Work order - Where does the word "shoreline" occur in the data below? Copy each line that holds it.

** Opening Source information block **

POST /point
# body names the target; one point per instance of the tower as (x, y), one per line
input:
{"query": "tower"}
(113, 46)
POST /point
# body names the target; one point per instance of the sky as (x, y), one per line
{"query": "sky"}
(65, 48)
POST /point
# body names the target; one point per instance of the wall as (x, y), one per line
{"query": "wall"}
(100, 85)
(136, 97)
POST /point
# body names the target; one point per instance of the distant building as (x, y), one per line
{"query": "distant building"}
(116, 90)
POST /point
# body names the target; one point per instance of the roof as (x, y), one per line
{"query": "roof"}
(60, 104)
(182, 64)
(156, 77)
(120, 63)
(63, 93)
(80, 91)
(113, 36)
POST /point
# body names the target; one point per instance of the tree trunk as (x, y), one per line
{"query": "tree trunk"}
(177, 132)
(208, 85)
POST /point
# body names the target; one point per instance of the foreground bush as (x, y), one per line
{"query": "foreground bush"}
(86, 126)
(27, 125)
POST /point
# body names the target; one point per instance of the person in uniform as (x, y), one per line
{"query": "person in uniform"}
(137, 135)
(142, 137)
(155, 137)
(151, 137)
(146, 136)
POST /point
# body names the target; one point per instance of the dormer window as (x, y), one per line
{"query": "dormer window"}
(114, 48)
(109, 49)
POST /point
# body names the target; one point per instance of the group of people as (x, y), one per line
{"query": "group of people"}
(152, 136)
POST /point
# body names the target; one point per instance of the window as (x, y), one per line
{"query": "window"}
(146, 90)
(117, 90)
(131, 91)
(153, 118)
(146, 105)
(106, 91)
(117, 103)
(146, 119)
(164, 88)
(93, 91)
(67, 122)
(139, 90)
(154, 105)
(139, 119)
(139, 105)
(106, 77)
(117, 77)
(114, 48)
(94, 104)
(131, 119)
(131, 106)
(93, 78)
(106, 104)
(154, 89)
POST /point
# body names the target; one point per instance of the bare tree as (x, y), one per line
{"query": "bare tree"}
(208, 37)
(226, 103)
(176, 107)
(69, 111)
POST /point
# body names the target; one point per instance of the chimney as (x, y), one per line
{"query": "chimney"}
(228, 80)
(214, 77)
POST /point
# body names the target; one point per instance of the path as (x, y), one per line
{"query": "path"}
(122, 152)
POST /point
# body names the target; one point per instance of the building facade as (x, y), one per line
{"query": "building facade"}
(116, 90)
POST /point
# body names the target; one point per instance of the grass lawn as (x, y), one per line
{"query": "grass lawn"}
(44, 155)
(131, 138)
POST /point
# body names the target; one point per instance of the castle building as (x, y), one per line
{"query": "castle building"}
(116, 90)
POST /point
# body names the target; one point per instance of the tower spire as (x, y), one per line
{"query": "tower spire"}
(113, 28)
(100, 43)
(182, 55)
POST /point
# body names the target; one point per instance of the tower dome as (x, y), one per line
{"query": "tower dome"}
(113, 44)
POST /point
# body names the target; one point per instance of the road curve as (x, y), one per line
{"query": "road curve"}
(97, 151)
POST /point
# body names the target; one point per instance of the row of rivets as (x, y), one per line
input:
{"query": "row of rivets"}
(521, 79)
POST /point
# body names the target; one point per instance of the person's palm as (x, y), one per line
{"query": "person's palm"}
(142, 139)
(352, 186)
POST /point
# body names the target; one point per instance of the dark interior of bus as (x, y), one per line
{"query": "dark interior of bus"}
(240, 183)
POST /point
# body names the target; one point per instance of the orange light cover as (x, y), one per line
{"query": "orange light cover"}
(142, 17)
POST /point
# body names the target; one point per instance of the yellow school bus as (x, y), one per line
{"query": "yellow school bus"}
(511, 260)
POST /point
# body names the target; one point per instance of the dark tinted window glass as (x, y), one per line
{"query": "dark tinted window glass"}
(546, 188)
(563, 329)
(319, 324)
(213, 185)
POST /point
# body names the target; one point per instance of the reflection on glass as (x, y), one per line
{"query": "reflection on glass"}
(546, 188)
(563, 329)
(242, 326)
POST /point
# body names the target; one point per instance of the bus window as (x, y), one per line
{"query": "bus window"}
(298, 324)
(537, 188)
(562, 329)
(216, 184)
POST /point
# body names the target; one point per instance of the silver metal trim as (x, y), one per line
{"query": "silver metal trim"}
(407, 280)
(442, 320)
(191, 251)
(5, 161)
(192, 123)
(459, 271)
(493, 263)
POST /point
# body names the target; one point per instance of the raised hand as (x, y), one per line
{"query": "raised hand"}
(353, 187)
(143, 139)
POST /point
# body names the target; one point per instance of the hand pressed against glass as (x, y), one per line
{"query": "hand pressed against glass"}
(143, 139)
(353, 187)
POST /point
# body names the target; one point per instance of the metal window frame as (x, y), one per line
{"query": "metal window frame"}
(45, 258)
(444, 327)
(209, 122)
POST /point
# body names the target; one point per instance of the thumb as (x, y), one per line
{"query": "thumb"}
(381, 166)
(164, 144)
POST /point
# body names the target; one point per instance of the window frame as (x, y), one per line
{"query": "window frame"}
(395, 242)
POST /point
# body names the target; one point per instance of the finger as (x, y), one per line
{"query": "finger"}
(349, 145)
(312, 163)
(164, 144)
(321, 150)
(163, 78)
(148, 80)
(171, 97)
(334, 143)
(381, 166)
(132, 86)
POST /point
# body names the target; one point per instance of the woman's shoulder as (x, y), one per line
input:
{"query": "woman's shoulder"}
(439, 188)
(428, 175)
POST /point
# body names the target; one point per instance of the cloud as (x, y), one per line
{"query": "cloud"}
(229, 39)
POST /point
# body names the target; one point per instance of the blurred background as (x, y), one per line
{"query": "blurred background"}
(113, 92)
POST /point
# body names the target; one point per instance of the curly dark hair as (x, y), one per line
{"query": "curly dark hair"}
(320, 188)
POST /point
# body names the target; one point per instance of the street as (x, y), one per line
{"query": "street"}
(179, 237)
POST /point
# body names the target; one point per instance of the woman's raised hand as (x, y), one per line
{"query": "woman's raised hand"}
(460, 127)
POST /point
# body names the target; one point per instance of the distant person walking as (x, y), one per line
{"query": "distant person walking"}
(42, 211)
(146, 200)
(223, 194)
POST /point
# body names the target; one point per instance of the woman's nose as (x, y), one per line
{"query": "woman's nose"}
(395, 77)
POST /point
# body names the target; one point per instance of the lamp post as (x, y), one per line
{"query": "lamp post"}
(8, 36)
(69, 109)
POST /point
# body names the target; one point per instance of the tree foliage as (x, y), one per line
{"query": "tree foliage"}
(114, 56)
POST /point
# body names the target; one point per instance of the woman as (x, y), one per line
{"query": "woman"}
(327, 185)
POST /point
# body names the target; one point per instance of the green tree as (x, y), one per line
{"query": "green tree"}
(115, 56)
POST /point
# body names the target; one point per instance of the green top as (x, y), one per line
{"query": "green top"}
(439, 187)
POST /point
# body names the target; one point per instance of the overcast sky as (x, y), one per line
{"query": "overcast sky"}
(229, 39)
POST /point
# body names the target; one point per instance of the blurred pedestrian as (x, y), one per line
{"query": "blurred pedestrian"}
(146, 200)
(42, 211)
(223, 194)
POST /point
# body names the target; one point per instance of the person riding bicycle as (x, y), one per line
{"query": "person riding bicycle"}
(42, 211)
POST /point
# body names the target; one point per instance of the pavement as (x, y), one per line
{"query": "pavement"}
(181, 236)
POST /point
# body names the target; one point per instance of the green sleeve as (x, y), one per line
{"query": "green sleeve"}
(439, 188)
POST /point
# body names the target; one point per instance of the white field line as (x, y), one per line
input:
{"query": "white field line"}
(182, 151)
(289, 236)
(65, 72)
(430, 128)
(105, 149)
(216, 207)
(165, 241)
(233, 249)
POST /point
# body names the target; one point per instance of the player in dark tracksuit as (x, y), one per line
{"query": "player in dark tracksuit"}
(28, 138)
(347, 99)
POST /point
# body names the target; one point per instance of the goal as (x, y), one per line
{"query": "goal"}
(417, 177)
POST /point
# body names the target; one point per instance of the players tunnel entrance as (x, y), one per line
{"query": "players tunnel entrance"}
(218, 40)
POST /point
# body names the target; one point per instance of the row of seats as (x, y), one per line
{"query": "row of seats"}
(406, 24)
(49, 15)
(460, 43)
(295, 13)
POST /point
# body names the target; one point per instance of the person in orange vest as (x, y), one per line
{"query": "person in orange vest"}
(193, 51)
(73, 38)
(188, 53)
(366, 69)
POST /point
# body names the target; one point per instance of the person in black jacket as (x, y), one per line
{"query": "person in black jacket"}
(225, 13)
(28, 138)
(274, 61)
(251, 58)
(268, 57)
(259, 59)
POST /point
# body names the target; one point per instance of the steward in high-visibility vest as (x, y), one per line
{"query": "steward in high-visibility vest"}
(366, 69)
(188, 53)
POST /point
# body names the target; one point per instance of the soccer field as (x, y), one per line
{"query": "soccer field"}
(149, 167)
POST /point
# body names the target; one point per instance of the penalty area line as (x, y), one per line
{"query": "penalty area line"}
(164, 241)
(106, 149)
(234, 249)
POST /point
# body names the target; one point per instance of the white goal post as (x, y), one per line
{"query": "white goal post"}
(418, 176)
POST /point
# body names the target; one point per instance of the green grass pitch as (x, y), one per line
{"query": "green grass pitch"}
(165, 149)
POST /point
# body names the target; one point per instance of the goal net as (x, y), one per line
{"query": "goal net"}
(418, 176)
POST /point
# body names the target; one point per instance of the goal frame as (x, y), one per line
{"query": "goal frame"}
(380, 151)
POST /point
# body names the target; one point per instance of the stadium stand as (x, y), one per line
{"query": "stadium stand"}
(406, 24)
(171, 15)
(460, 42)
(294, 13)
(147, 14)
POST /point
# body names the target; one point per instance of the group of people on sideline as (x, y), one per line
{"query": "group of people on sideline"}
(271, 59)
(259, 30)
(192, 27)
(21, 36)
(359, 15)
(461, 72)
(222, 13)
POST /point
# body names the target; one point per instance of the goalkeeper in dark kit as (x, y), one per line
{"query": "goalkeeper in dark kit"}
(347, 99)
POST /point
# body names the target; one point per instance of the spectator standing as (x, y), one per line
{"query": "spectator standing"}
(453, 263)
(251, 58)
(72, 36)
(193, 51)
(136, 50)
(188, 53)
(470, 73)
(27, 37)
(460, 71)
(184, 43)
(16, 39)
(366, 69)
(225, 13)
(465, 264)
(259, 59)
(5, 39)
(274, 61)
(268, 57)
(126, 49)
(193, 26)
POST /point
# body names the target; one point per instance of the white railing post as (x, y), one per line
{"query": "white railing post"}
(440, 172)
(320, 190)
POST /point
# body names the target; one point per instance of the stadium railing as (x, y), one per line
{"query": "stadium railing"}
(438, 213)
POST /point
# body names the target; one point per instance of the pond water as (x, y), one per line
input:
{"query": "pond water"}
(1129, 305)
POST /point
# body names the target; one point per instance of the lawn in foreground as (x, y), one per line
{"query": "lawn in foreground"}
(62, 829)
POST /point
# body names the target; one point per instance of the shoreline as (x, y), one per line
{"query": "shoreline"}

** Closing Source information block **

Result of this task -
# body names the target; one point per instance of the shoreline as (x, y), one per line
{"query": "shoreline"}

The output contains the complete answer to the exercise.